[Goal of the exercise] Count the lines in the records below that contain the word "every", and give only that number.

[Exercise material]
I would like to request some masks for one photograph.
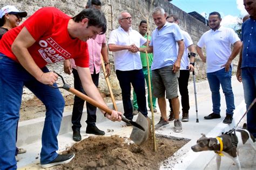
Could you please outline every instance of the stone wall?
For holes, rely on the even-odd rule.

...

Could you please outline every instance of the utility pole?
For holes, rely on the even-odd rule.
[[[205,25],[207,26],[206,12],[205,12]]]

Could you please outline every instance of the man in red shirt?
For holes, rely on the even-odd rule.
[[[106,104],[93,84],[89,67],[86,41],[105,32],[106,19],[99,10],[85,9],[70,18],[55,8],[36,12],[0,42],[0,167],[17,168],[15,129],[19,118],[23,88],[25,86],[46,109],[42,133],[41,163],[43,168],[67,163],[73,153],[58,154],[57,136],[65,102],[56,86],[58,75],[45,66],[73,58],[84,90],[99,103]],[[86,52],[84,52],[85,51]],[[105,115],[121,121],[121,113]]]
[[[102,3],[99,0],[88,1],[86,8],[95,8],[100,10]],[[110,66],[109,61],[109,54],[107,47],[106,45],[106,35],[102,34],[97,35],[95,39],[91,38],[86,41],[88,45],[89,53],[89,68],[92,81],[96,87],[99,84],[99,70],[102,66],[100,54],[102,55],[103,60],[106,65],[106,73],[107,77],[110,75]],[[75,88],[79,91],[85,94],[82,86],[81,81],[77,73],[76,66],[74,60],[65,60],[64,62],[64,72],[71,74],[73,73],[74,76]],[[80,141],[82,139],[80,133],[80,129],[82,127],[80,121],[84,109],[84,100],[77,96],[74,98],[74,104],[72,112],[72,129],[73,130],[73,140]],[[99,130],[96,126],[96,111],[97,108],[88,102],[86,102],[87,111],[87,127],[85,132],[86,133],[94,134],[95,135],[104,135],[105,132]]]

[Problem solution] 3